Betroffenen blieb in solchen Fällen nur die Möglichkeit, ein langwieriges und aufwändiges Verfahren beim Europäischen Gerichtshof für Menschenrechte in Straßburg (EGMR) zu führen. Dieser hat Griechenland inzwischen schon mehrfach wegen Einsätzen der Küstenwache verurteilt, bei denen Menschen zu Tode gekommen sind oder unmenschlich behandelt wurden. Auch die mangelhafte rechtsstaatliche Aufarbeitung von Vorwürfen gegen die Küstenwache durch die griechische Justiz hat der EGMR dabei stets gerügt. Mehrere dieser Entscheidungen haben Anwält*innen der griechischen Schwesterorganisation von PRO ASYL, Refugee Support Aegean (RSA), erstritten (Safi u.a. gegen Griechenland, 5418/15; Alkhatib u.a. gegen Griechenland, 3566/16; Almukhlas u.a. gegen Griechenland, 22776/18).
Umso bemerkenswerter ist, dass die zuständige Staatsanwältin am Marinegericht von Piräus im Fall des Schiffsunglücks vor Pylos kürzlich Anklage gegen insgesamt 17 Bedienstete der Küstenwache wegen schwerer Verbrechen erhoben hat – darunter auch gegen hochrangige Offiziere aus der Führungsebene der Küstenwache. Ins Rollen gekommen war das Ermittlungsverfahren durch eine Strafanzeige von 40 Überlebenden im September 2023, der sich inzwischen weitere Überlebende angeschlossen haben. Etwa die Hälfte der an dem Verfahren beteiligten Überlebenden wird von Anwält*innen von RSA vertreten.
»Gerechtigkeit bedeutet, dass die griechische Regierung für die Toten zur Rechenschaft gezogen wird, dass diejenigen, die uns zum Ertrinken gebracht haben, zur Rechenschaft gezogen werden.«
Anklage auch gegen Führungsriege
Die Anklage der Staatsanwältin richtet sich gegen den Kapitän eines Patrouillenboots der Küstenwache, das in den letzten Stunden vor dem Untergang der Adriana in der Nähe war. Ihm wirft die Staatsanwaltschaft die »Verursachung eines Schiffsunglücks mit Todesfolge«, »gefährliche Beeinträchtigung des Seeverkehrs mit Todesfolge«, sowie unterlassene Hilfeleistung vor. Der restlichen Crew des Patrouillenboots wird Mittäterschaft bei diesen Taten vorgeworfen.

——————

▸ **AUFGABENLISTE**:
a: Gib den Abschnitt aus dem Text über die griechische Küstenwache von „Betroffenen blieb in“ bis „gegen Griechenland, 22776/18).“ wortgetreu wieder.
b: Beantworte anhand des Textes über die griechische Küstenwache die folgenden Fragen:
(i) In welcher Stadt sitzt der Europäische Gerichtshof für Menschenrechte?
(ii) Gegen wie viele Bedienstete der Küstenwache hat die Staatsanwältin Anklage erhoben?
(iii) Wann haben 40 Überlebende Strafanzeige erstattet?
Stütze dich ausschließlich auf den Text über die griechische Küstenwache.

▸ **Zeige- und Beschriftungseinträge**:
——————

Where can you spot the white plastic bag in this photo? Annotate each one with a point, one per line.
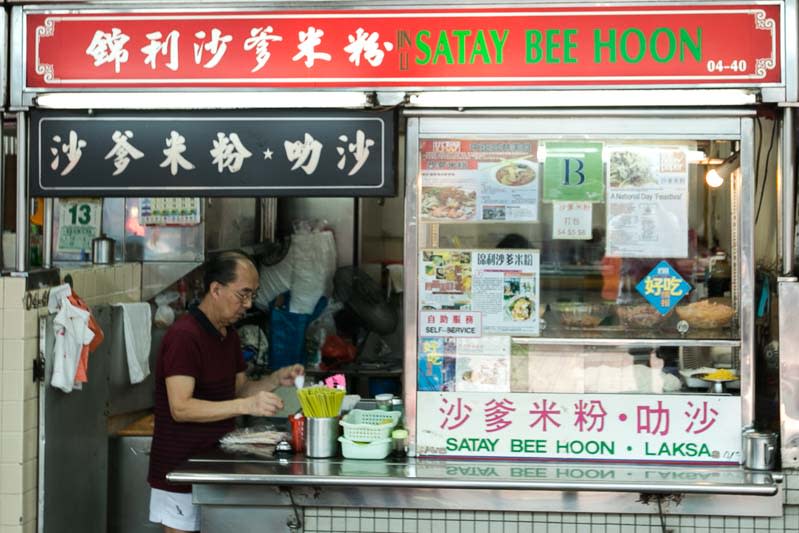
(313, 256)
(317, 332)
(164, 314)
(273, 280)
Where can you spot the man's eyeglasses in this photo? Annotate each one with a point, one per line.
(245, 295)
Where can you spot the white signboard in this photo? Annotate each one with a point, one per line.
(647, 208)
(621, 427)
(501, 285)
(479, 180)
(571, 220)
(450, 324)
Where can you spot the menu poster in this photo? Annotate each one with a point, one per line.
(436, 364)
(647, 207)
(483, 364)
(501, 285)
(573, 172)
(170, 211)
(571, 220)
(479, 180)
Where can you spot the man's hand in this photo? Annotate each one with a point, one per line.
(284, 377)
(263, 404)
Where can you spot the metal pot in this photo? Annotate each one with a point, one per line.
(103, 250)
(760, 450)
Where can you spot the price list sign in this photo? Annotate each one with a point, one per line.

——————

▸ **DIE ERGEBNISSE**:
a:
Betroffenen blieb in solchen Fällen nur die Möglichkeit, ein langwieriges und aufwändiges Verfahren beim Europäischen Gerichtshof für Menschenrechte in Straßburg (EGMR) zu führen. Dieser hat Griechenland inzwischen schon mehrfach wegen Einsätzen der Küstenwache verurteilt, bei denen Menschen zu Tode gekommen sind oder unmenschlich behandelt wurden. Auch die mangelhafte rechtsstaatliche Aufarbeitung von Vorwürfen gegen die Küstenwache durch die griechische Justiz hat der EGMR dabei stets gerügt. Mehrere dieser Entscheidungen haben Anwält*innen der griechischen Schwesterorganisation von PRO ASYL, Refugee Support Aegean (RSA), erstritten (Safi u.a. gegen Griechenland, 5418/15; Alkhatib u.a. gegen Griechenland, 3566/16; Almukhlas u.a. gegen Griechenland, 22776/18).

b:
(i) In Straßburg.
(ii) Gegen insgesamt 17 Bedienstete.
(iii) Im September 2023.